> [PROBLEM DESCRIPTION]: Gather every line below that contains the word "pillow", treating uppercase and lowercase as different.

++++ DATA PROVIDED ++++

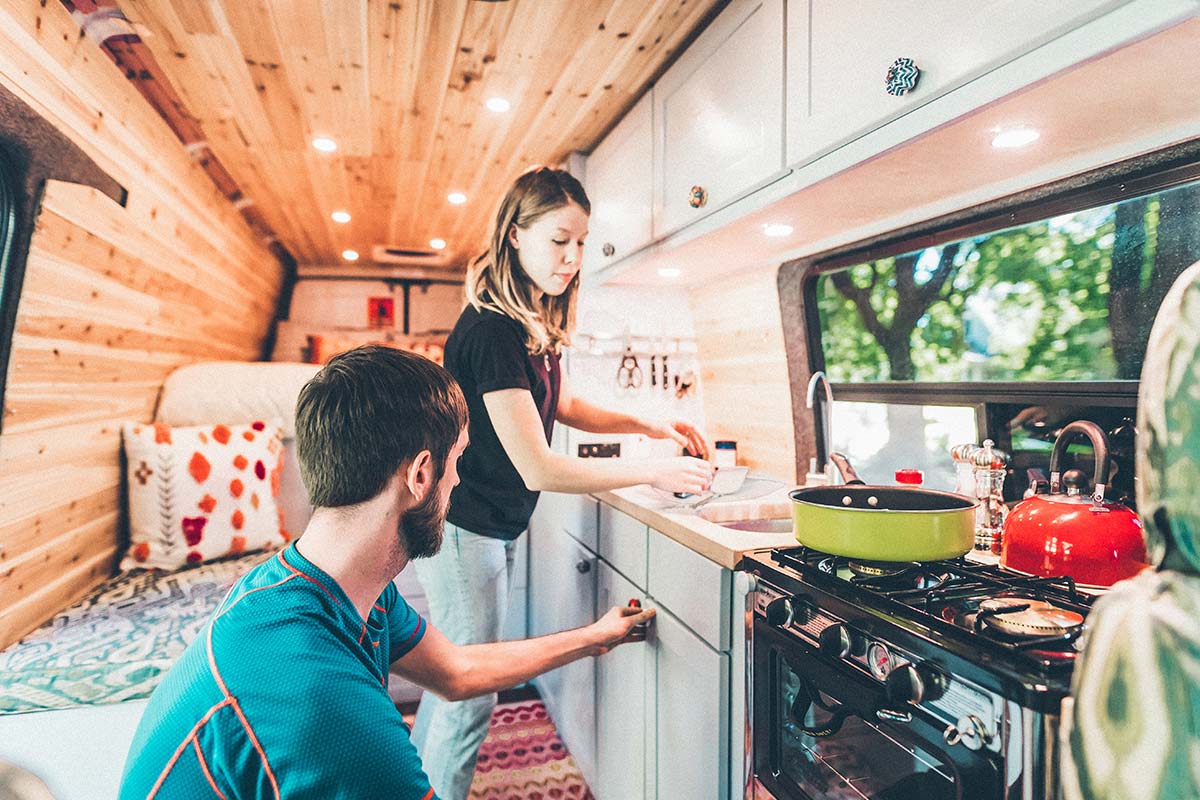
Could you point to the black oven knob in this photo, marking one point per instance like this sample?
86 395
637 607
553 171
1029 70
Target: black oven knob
780 612
837 642
913 684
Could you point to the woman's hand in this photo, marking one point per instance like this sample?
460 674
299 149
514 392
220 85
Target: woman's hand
683 432
682 474
615 627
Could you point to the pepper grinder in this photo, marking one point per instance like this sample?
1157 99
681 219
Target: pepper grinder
964 468
990 468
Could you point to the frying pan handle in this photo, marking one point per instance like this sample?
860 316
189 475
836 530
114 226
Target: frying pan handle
1099 445
847 473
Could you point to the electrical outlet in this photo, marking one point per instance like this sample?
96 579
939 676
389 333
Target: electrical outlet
605 450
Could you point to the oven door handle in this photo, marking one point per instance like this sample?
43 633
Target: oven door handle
804 699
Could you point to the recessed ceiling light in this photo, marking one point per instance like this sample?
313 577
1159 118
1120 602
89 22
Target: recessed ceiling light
1015 138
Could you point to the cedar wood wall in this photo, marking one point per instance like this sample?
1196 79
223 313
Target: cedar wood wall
113 300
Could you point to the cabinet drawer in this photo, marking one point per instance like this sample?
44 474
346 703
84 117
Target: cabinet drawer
719 114
619 184
690 587
623 543
573 513
852 43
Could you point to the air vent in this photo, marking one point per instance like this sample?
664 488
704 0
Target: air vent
409 256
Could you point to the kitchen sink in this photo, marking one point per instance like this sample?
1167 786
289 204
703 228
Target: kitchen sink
760 525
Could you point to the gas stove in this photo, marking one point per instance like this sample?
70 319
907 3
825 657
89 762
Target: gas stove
891 680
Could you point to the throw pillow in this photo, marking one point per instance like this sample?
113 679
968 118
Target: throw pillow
202 492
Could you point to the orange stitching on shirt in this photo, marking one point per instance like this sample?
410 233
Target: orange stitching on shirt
309 578
183 746
253 740
204 767
245 723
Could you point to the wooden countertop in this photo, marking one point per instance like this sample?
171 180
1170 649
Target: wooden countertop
724 546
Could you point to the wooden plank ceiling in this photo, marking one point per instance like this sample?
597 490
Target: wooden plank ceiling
401 86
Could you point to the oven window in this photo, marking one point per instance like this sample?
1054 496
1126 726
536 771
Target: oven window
858 762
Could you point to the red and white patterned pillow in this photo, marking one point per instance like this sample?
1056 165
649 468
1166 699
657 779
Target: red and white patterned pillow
202 492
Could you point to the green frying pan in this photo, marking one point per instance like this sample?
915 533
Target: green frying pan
883 523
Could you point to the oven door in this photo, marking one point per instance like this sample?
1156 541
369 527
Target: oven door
817 735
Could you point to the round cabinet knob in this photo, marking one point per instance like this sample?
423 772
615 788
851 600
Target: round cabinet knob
903 77
780 612
913 684
835 642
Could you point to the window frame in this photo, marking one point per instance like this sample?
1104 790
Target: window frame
1126 180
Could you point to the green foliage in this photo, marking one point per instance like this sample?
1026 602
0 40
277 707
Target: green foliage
1037 302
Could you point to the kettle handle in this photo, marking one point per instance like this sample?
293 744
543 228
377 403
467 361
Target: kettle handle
1099 444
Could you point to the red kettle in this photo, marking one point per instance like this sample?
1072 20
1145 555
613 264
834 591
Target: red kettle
1071 534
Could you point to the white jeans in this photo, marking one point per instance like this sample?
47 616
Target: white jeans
468 584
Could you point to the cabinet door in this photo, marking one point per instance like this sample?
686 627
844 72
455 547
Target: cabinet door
719 113
855 42
624 693
621 187
562 595
693 716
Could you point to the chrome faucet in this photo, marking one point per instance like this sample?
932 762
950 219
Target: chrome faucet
825 435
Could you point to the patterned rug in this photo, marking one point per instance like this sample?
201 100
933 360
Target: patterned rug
523 758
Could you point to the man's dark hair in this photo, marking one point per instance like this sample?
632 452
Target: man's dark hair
367 413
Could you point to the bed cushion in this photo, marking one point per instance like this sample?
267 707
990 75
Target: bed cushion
202 492
118 643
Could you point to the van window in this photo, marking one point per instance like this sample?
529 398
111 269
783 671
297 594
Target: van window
1067 298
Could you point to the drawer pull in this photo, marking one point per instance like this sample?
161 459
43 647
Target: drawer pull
903 77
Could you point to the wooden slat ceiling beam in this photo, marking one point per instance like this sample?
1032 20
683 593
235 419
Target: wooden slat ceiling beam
401 86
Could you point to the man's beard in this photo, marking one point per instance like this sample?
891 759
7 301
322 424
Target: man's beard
420 527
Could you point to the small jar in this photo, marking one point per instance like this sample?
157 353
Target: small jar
725 453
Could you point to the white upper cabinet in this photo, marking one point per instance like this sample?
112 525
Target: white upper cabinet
619 185
839 54
719 115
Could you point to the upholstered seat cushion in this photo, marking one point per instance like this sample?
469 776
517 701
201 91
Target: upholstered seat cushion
118 643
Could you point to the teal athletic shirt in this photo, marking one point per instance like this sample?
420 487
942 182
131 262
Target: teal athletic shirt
282 695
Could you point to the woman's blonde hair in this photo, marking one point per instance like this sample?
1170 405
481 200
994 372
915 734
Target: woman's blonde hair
496 280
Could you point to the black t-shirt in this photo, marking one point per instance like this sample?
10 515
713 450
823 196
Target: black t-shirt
486 353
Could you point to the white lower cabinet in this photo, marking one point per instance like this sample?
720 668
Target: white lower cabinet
691 689
562 596
624 703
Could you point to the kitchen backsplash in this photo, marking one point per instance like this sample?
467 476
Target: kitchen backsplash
658 322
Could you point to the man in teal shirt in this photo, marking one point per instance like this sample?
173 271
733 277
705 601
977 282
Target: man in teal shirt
285 692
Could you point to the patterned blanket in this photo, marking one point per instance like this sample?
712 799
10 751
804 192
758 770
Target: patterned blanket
115 644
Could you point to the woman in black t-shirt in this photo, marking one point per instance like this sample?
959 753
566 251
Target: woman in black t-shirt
504 352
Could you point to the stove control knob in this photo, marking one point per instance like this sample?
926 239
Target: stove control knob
970 732
780 612
915 684
837 642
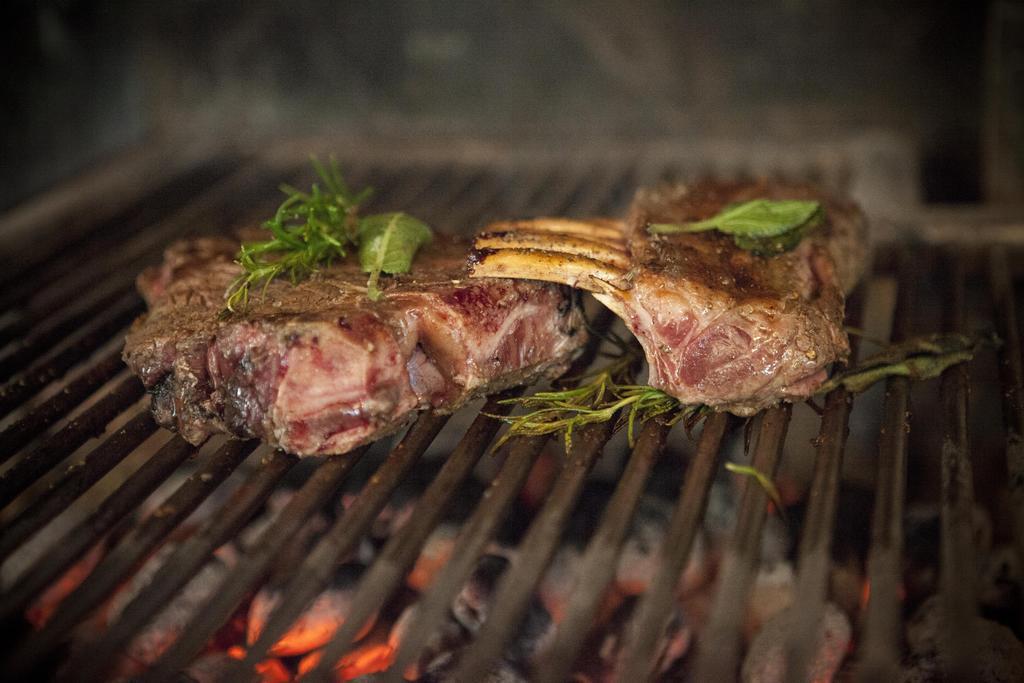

++++

> [OUTPUT BELOW]:
Could you point to the throw pillow in this photo, marking one point per instance like this sample?
Target: throw pillow
Could you point to the red and white patterned pillow in this photo, marking one point per instance like this sample?
Target: red and white patterned pillow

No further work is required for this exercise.